- **REQUEST 1**:
In the KenLM readme, list every system named in the sentence that begins "Runs on".
- **REQUEST 2**:
Answer these questions from the KenLM readme:
(a) Which of the two data structures uses the least memory?
(b) With trie, what percentage of SRI's compact version is the resident memory?
(c) Who is working on a native Windows port?
- **REQUEST 3**:
Write the next part of the KenLM readme, starting right after its last sentence.

- **DOCUMENT EXTRACT**:
[START]

Language model inference code by Kenneth Heafield <kenlm at kheafield.com>

THE GIT REPOSITORY https://github.com/kpu/kenlm IS WHERE ACTIVE DEVELOPMENT HAPPENS.  IT MAY RETURN SILENTLY WRONG ANSWERS OR BE SILENTLY BINARY-INCOMPATIBLE WITH STABLE RELEASES.  

The website http://kheafield.com/code/kenlm/ has more documentation.  If you're a decoder developer, please download the latest version from there instead of copying from another decoder.  

Two data structures are supported: probing and trie.  Probing is a probing hash table with keys that ere 64-bit hashes of n-grams and floats as values.  Trie is a fairly standard trie but with bit-level packing so it uses the minimum number of bits to store word indices and pointers.  The trie node entries are sorted by word index.  Probing is the fastest and uses the most memory.  Trie uses the least memory and a bit slower.  

With trie, resident memory is 58% of IRST's smallest version and 21% of SRI's compact version.  Simultaneously, trie CPU's use is 81% of IRST's fastest version and 84% of SRI's fast version.  KenLM's probing hash table implementation goes even faster at the expense of using more memory.  See http://kheafield.com/code/kenlm/benchmark/.  

Binary format via mmap is supported.  Run ./build_binary to make one then pass the binary file name to the appropriate Model constructor.   


PLATFORMS
murmur_hash.cc and bit_packing.hh perform unaligned reads and writes that make the code architecture-dependent.  
It has been sucessfully tested on x86_64, x86, and PPC64.  
ARM support is reportedly working, at least on the iphone, but I cannot test this. 

Runs on Linux, OS X, Cygwin, and MinGW.  

Hideo Okuma and Tomoyuki Yoshimura from NICT contributed ports to ARM and MinGW.  Hieu Hoang is working on a native Windows port.  


DECODER DEVELOPERS
- I recommend copying the code and distributing it with your decoder.  However, please send improvements upstream as indicated in CONTRIBUTORS.

[END]

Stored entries

[START]

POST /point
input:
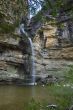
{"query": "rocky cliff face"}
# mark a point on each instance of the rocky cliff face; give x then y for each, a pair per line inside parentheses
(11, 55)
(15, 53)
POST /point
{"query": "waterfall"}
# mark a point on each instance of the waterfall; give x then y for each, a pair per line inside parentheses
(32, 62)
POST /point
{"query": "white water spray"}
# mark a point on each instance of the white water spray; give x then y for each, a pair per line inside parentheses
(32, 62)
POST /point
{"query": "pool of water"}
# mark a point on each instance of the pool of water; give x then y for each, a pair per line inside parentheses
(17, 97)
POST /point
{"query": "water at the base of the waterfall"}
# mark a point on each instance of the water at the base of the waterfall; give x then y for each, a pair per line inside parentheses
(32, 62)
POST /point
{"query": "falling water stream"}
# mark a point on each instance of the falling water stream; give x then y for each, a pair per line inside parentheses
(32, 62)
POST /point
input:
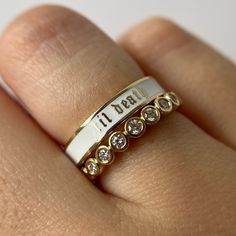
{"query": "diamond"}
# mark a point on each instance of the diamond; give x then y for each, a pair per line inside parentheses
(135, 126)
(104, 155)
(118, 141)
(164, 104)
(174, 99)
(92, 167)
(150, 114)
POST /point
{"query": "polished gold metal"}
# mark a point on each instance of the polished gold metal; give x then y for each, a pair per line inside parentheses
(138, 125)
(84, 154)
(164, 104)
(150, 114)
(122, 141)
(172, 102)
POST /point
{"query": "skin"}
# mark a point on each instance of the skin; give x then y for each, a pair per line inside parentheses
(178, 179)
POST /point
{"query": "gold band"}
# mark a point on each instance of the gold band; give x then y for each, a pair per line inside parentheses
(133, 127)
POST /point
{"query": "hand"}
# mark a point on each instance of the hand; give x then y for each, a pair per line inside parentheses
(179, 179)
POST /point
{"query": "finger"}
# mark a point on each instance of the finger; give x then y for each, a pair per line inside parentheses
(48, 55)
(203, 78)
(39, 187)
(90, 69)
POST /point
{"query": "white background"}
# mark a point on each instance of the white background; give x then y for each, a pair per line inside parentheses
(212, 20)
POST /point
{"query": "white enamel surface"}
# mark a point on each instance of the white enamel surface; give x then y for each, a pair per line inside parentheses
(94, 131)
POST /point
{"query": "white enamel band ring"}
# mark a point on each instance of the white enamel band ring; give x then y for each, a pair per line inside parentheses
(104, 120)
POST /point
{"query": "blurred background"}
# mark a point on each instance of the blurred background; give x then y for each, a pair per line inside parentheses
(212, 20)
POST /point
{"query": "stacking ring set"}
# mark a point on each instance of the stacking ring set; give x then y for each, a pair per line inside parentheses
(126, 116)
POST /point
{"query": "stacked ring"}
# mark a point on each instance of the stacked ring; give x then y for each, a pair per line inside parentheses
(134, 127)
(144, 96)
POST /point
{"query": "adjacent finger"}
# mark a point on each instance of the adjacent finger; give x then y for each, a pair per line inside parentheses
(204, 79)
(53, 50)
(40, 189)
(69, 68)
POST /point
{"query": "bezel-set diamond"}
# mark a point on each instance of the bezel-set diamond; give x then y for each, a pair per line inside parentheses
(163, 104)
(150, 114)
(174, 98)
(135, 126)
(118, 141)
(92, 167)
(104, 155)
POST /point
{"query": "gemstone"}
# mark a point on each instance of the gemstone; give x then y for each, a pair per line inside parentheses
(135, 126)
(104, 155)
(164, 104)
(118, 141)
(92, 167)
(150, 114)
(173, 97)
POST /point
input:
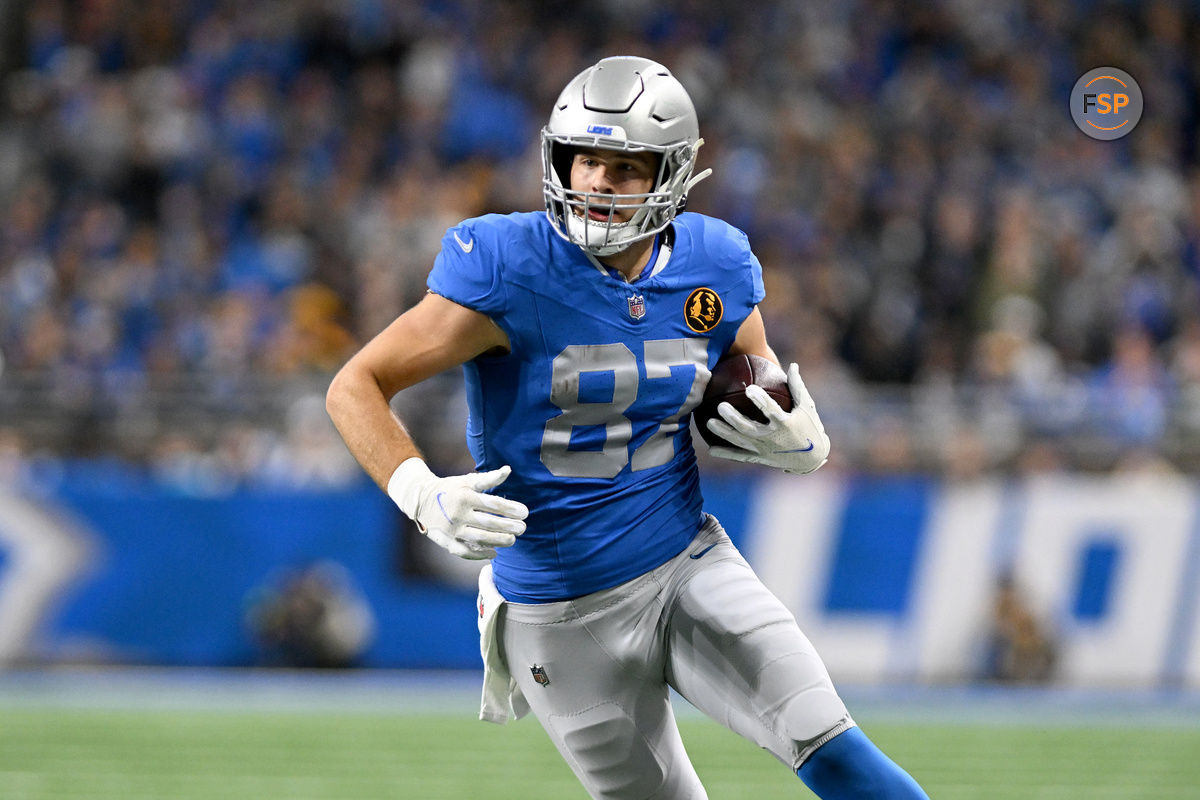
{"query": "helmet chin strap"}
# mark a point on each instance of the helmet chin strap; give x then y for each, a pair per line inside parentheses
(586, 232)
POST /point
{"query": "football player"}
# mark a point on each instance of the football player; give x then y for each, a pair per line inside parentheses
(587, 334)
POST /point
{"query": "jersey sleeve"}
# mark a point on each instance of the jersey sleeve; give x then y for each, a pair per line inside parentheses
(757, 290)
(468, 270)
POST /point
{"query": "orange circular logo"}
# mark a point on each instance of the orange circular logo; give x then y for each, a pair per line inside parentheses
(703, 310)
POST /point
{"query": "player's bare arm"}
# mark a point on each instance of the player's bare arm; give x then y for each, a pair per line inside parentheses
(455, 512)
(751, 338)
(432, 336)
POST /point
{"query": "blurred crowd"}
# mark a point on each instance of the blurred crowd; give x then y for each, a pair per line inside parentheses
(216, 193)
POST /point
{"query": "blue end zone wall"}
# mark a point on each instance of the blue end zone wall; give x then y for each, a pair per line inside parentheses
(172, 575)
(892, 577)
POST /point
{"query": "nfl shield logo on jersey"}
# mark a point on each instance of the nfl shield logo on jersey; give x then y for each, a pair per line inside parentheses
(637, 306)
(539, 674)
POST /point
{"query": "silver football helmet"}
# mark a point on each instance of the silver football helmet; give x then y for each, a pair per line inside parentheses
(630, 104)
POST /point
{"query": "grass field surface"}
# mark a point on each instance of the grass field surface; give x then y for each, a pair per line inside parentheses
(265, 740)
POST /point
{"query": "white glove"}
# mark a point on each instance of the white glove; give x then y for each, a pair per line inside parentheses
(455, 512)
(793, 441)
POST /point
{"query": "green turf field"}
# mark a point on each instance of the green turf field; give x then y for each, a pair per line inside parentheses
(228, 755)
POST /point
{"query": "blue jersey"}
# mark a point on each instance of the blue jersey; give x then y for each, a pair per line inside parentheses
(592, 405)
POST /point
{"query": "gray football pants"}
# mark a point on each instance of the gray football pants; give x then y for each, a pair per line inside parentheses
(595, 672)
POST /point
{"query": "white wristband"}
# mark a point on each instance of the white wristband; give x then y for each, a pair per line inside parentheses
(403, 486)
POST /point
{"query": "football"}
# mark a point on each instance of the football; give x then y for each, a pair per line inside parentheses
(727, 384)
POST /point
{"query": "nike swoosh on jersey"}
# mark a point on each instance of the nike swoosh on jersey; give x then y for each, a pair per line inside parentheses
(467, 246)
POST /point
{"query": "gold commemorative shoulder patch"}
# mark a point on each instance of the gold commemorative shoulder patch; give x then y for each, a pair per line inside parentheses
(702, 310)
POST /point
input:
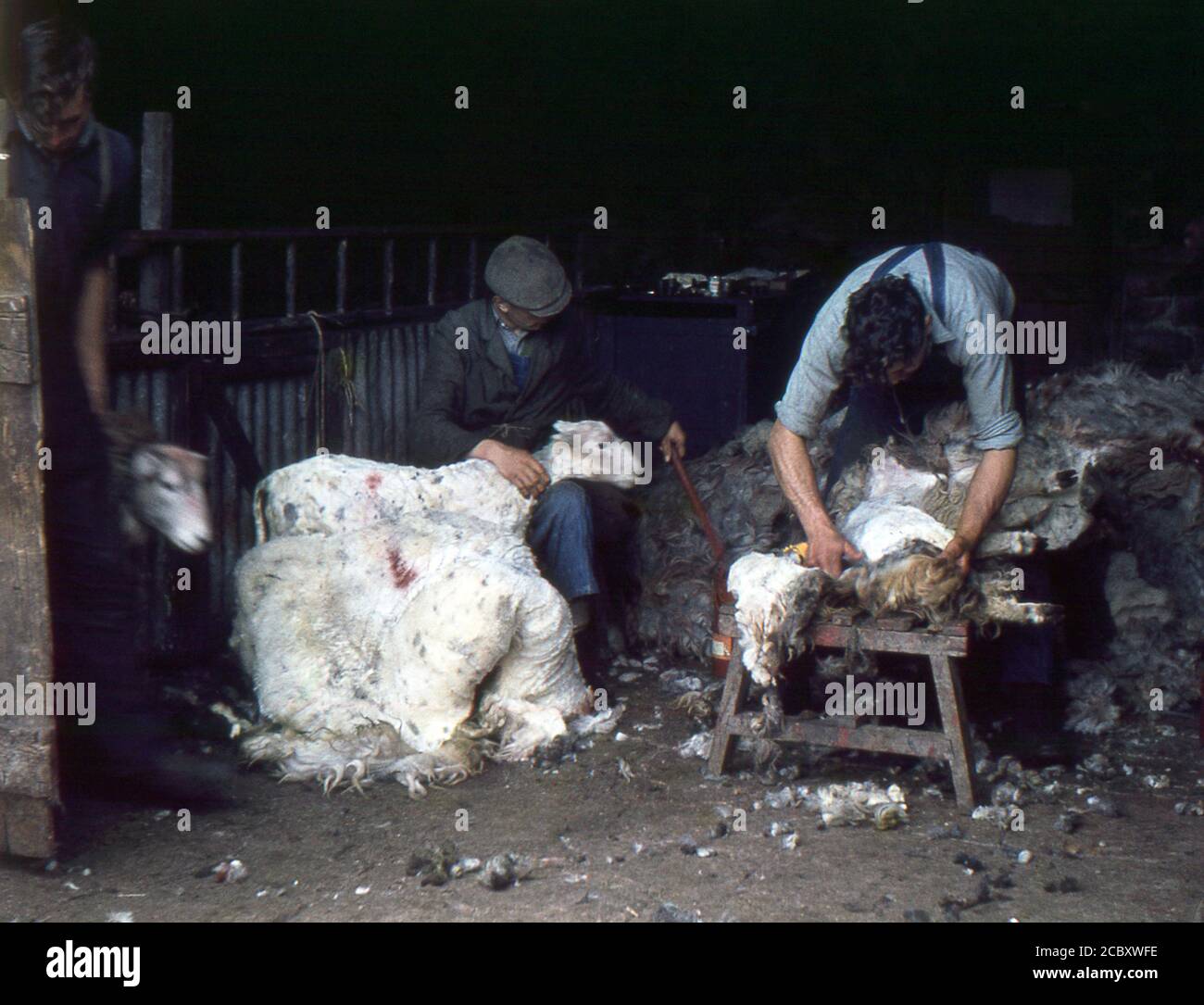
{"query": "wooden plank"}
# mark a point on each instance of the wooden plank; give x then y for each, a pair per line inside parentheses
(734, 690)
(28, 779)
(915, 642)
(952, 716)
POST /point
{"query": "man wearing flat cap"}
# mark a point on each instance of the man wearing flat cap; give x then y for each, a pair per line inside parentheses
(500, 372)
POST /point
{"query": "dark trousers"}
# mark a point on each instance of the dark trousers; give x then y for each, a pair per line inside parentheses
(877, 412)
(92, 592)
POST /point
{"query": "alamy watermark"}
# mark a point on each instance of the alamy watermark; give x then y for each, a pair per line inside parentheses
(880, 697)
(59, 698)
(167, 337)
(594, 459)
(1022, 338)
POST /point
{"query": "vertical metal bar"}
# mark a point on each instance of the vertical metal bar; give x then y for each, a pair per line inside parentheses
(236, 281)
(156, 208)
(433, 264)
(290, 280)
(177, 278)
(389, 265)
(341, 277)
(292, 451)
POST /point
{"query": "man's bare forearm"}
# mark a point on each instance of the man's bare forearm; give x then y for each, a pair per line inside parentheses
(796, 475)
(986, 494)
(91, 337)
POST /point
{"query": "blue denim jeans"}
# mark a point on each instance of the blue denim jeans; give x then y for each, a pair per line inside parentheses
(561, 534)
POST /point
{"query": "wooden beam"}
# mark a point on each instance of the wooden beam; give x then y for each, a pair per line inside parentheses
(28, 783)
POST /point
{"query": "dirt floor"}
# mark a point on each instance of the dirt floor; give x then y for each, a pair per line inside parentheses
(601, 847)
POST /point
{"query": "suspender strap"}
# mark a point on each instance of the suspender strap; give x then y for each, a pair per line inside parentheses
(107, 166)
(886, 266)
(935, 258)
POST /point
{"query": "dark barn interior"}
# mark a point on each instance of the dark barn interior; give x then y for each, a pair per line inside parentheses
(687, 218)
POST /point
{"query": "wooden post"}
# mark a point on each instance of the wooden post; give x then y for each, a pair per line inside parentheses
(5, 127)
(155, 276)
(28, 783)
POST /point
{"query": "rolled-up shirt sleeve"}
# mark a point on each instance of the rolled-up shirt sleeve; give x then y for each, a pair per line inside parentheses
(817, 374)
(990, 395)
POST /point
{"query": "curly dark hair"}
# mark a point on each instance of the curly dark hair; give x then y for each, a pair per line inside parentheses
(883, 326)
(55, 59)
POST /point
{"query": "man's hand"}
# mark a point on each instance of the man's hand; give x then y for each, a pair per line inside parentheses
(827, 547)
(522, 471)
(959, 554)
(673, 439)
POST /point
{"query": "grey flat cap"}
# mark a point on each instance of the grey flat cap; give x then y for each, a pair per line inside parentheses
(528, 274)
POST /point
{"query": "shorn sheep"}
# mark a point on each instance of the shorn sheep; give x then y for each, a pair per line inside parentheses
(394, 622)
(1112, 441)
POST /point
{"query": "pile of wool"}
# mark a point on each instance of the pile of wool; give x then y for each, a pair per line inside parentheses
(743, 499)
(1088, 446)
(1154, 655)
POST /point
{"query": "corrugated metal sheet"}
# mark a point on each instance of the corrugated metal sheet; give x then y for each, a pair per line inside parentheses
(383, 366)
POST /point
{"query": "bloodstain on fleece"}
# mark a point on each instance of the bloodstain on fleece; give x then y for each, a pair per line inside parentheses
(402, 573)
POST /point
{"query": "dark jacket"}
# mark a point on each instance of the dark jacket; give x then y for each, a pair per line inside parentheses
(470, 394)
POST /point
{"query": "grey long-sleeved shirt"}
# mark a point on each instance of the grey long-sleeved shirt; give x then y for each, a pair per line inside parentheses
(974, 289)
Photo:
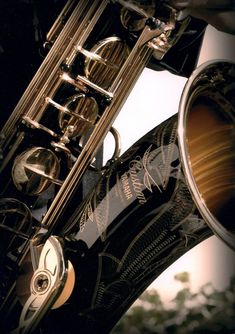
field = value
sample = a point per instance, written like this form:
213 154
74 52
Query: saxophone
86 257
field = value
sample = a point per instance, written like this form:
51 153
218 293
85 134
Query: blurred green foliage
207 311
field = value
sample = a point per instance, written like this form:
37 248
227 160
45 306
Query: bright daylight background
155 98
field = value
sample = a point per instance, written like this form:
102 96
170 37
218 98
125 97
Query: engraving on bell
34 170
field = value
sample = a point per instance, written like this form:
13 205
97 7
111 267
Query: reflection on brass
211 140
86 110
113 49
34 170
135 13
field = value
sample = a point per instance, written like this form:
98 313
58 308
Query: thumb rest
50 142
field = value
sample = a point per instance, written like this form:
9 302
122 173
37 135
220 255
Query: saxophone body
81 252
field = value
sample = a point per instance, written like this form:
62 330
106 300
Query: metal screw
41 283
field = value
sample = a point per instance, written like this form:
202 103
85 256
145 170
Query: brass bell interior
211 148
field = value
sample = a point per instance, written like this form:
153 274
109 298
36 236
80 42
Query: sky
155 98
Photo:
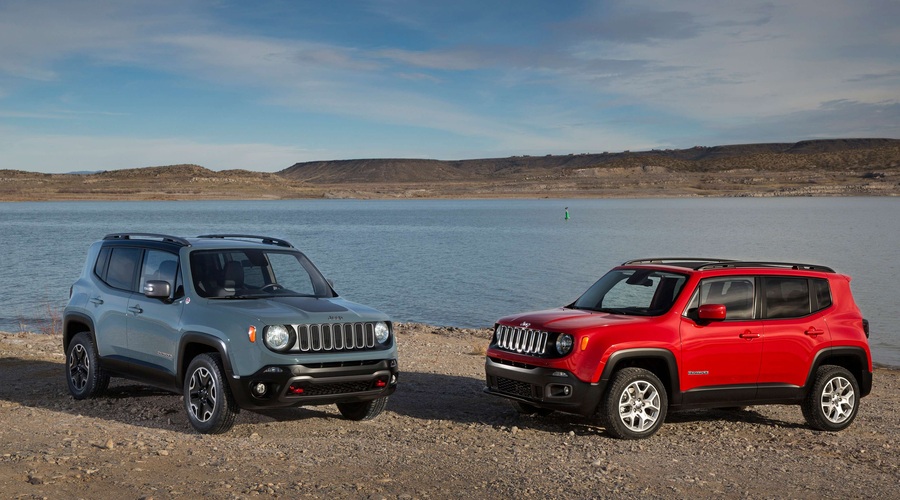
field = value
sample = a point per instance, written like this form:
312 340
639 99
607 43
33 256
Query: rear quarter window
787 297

[END]

- **EXPECTED ANSWER 1**:
Linux
OS X
Cygwin
MinGW

- **EXPECTED ANSWER 2**:
(a) Trie
(b) 21%
(c) Hieu Hoang

- **EXPECTED ANSWER 3**:
- It does not depend on Boost or ICU.  If you use ICU, define HAVE_ICU in util/have.hh (uncomment the line) to avoid a name conflict.  Defining HAVE_BOOST will let you hash StringPiece.  

- Most people have zlib.  If you don't want to depend on that, comment out #define HAVE_ZLIB in util/have.hh.  This will disable loading gzipped ARPA files.  

- There are two build systems: compile.sh and Jamroot+Jamfile.  They're pretty simple and are intended to be reimplemented in your build system.  

- Use either the interface in lm/model.hh or lm/virtual_interface.hh.  Interface documentation is in comments of lm/virtual_interface.hh and lm/model.hh.  

- There are several possible data structures in model.hh.  Use RecognizeBinary in binary_format.hh to determine which one a user has provided.  You probably already implement feature functions as an abstract virtual base class with several children.  I suggest you co-opt this existing virtual dispatch by templatizing the language model feature implementation on the KenLM model identified by RecognizeBinary.  This is the strategy used in Moses and cdec.

- See lm/config.hh for tuning options.  


CONTRIBUTORS
Contributions to KenLM are welcome.  Please base your contributions on https://github.com/kpu/kenlm and send pull requests (or I might give you commit access).  Downstream copies in Moses and cdec are maintained by overwriting them so do not make changes there.  


The name was Hieu Hoang's idea, not mine.